-- Begin Document extract --

As crazy as all this gold stuff is, there's something else Alan kept hidden from shareholders over the years. Safe Wards had also got mixed up with another notorious tax haven, the British Virgin Islands, also based in the Caribbean. The Virgin Islands has half the population of the Caymans, and it's actually ranked as the best tax haven. The Cayman Islands comes in second and Bermuda comes in third place. There's a strange correlation between tax havens and beautiful beaches.
I'm not sure why. In twenty eighteen, Alan's investors believed that they'd found proof of a money trail that ended at the British Virgin Islands. Years earlier, Alan had registered two businesses there, IBS BVII Limited and IBS Shareholders Holding colimited. The IBS part stands for Internet Business Systems, but when I hear this, I think of another abbreviation for IBS,
irritable bowel syndrome. Perhaps an unfortunate acronym choice there by allan. Anyway, investors believed their money had been transferred to these companies in the British Virgin Islands without their knowledge or consent. Here's an email a group of investors sent to Safforlds in twenty eighteen. As their outrage grew.

-- End Document extract --
-- Begin Entries shown --

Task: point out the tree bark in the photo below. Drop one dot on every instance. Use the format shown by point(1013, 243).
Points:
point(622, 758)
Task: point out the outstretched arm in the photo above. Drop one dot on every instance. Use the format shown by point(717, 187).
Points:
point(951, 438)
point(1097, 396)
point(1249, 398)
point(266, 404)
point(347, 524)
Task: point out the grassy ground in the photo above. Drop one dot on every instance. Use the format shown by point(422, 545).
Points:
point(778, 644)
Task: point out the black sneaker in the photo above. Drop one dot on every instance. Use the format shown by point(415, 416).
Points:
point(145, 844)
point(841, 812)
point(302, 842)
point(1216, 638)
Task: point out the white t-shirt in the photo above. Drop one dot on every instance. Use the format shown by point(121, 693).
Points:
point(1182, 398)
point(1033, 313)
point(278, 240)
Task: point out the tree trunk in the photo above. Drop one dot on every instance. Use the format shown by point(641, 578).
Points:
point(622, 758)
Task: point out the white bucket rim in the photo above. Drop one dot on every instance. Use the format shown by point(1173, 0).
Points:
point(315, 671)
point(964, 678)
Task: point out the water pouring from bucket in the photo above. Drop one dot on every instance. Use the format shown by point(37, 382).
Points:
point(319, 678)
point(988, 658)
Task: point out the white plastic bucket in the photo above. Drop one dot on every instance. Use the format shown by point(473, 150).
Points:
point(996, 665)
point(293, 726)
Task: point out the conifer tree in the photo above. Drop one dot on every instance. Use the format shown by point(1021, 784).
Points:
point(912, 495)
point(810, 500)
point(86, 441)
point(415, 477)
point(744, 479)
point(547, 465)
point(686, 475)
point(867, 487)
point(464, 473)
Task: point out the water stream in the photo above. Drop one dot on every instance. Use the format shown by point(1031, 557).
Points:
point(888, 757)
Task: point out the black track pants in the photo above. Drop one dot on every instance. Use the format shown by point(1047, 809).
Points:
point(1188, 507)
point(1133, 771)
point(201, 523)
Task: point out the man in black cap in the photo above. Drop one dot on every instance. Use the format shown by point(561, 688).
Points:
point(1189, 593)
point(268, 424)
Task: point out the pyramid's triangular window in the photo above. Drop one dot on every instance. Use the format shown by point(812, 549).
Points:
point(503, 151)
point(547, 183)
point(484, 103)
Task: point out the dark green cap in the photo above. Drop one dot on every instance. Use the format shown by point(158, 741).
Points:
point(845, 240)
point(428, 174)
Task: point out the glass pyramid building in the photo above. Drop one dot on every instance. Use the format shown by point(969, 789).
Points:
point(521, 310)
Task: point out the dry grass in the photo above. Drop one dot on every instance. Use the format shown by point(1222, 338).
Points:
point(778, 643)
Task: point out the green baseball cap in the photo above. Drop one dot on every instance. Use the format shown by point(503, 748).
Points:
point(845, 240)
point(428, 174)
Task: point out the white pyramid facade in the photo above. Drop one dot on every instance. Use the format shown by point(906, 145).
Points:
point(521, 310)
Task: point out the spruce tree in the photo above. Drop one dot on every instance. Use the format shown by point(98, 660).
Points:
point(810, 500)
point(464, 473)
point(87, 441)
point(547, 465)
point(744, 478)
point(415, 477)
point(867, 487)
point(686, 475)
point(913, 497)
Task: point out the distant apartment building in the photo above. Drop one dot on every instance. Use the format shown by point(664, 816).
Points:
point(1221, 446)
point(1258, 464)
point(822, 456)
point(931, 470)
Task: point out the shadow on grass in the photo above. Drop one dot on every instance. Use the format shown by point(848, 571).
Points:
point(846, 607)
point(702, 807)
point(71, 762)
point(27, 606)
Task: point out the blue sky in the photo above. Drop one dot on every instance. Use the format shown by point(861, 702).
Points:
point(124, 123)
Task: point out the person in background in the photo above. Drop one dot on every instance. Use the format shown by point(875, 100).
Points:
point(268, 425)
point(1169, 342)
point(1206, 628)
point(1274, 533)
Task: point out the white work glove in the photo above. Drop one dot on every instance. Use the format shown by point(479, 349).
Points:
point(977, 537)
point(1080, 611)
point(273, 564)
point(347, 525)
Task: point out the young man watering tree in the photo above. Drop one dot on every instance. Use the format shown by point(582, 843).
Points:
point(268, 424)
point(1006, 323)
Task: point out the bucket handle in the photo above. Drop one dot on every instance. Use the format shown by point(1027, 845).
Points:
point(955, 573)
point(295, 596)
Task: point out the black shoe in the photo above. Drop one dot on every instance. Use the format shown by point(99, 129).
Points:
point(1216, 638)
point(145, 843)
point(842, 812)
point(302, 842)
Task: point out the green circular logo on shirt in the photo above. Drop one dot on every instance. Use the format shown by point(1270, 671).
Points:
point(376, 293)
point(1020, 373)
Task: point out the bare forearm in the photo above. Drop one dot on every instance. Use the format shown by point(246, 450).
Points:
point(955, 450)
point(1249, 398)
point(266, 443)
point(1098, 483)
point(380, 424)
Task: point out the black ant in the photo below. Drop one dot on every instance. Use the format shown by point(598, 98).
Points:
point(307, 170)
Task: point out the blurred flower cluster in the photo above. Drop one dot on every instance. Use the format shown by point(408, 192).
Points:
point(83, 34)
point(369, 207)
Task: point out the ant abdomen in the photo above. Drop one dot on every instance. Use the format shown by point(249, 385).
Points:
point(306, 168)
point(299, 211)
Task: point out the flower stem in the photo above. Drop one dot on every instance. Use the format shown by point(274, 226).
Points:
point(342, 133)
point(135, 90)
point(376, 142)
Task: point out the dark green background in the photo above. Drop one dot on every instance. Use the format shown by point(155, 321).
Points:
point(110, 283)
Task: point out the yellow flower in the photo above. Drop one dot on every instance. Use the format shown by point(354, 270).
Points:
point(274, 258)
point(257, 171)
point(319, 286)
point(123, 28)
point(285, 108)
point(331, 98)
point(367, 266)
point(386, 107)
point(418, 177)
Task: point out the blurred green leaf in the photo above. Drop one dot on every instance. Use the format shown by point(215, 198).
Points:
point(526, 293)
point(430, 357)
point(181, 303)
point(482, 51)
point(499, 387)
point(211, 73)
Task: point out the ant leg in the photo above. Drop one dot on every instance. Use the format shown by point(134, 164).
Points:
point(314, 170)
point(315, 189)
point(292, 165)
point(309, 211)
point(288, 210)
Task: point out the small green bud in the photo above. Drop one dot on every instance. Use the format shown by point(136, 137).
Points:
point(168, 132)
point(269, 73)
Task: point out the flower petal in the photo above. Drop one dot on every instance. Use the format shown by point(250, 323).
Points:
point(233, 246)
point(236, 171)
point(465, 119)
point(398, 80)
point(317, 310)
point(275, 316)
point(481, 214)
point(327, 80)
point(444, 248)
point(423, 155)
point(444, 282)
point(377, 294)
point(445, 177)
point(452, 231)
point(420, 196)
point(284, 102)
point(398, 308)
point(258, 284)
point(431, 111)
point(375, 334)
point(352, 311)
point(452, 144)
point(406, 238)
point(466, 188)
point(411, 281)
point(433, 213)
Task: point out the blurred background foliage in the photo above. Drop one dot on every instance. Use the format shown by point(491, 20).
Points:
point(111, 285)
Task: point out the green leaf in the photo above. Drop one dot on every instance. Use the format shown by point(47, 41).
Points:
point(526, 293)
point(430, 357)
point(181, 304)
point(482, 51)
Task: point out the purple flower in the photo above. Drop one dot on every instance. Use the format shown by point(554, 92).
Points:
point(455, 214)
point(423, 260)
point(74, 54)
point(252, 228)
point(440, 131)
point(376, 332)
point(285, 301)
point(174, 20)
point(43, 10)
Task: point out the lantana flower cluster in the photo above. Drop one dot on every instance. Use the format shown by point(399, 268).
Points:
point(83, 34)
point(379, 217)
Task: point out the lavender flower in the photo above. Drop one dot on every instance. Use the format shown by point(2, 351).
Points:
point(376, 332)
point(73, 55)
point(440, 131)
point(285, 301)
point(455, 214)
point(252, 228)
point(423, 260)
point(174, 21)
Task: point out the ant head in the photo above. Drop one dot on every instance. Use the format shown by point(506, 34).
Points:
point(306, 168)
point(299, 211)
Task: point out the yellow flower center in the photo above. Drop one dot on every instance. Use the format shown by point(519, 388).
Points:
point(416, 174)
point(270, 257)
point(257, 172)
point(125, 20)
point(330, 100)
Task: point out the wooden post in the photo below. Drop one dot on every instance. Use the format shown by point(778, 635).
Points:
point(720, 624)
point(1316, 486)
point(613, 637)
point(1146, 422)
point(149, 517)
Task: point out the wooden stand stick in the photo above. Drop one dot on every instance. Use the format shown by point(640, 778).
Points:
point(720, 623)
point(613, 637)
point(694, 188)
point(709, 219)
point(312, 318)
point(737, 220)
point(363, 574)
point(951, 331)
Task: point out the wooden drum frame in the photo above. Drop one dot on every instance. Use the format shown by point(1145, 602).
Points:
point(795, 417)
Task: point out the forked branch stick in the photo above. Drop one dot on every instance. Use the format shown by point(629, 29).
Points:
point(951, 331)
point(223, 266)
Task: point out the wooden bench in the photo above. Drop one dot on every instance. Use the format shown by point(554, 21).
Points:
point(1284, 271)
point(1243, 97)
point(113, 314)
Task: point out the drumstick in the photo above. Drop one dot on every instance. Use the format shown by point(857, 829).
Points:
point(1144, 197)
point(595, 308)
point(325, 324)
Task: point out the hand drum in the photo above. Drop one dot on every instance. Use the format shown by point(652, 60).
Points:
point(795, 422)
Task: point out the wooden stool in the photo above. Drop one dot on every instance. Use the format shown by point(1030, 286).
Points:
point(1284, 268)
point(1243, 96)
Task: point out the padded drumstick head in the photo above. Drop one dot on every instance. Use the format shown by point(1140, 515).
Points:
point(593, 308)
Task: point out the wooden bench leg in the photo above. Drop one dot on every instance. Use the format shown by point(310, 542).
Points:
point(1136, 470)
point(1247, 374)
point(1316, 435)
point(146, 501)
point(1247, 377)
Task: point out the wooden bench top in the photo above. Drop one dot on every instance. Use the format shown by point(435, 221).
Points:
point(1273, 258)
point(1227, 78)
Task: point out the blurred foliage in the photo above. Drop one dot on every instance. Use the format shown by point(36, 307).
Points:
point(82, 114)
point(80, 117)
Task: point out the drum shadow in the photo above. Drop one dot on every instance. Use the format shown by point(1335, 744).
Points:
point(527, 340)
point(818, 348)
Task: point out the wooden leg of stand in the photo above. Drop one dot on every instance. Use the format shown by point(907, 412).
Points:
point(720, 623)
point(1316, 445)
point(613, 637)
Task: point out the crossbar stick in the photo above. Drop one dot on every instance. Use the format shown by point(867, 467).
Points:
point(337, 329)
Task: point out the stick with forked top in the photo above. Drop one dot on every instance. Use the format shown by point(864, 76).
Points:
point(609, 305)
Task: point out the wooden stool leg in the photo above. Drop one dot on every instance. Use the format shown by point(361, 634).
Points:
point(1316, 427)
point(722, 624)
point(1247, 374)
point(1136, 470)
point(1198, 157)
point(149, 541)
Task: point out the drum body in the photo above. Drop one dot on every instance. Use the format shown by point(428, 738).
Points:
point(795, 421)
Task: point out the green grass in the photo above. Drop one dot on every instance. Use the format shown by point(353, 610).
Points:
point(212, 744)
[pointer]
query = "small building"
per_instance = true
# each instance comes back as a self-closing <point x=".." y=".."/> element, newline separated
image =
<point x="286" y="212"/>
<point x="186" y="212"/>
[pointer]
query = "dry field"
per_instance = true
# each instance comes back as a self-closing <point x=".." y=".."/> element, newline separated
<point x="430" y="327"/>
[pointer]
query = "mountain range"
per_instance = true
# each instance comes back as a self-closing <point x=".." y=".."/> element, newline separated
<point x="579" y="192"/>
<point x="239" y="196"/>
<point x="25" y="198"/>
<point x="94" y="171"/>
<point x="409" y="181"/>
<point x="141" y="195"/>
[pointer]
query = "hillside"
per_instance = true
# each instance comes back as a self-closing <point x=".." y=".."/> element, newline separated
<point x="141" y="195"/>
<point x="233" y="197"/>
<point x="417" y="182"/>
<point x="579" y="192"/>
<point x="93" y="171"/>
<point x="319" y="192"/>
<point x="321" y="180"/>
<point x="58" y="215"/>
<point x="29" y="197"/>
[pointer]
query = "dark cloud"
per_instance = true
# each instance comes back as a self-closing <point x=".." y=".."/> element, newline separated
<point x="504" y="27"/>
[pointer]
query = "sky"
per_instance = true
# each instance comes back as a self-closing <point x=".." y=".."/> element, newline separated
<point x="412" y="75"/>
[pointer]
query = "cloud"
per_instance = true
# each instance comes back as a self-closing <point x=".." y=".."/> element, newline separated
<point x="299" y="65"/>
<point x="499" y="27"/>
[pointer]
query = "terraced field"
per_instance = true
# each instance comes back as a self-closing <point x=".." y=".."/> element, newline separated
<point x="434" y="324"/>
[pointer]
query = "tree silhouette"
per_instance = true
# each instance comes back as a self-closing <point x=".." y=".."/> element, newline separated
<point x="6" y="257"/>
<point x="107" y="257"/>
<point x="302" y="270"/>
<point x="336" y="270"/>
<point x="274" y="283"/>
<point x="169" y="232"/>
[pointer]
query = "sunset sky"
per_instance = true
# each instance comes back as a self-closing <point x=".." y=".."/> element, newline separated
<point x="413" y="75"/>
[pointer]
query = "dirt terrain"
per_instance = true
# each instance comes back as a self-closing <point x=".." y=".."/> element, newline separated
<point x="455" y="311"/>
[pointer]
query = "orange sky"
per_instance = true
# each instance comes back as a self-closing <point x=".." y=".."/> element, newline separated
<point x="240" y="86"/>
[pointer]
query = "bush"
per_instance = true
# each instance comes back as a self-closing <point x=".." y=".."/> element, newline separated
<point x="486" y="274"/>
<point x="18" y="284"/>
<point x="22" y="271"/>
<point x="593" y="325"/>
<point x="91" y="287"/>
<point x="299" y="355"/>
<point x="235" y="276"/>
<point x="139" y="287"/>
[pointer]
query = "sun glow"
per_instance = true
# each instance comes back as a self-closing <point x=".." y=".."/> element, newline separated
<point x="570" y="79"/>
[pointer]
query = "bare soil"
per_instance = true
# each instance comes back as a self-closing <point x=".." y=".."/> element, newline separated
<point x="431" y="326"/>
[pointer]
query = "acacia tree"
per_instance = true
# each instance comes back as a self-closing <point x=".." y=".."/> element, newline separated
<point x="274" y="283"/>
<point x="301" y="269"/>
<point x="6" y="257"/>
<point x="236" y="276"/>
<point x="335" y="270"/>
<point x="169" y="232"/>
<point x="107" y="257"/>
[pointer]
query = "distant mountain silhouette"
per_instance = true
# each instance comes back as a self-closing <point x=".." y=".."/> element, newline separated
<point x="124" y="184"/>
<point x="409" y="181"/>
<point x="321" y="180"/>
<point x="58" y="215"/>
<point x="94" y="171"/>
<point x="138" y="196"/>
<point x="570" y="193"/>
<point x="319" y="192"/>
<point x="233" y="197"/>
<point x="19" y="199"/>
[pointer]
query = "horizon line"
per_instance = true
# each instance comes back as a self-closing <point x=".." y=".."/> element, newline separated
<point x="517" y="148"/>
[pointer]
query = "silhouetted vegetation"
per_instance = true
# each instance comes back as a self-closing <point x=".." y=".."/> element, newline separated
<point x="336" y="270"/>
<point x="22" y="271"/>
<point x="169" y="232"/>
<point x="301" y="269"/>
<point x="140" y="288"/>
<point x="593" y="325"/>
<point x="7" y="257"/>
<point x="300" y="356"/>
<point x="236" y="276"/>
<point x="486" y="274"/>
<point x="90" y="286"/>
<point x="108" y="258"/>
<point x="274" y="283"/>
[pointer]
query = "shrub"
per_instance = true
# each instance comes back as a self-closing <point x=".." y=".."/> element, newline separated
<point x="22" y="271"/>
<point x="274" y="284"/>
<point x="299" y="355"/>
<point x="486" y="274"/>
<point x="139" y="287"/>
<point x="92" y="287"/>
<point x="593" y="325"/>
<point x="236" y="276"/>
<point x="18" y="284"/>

-- End Entries shown --

■ **Task details**
Turn the paragraph in the tax haven excerpt that opens "As crazy as all this gold stuff is" into a short bulleted list that keeps its main facts.

■ **Correct result**
- Apart from the gold matter, Alan kept something else hidden from shareholders for years.
- Safe Wards had become involved with the British Virgin Islands, another notorious Caribbean tax haven.
- The Virgin Islands has half the population of the Caymans and ranks as the best tax haven. The Cayman Islands is second and Bermuda third.
- Tax havens and beautiful beaches show a strange correlation.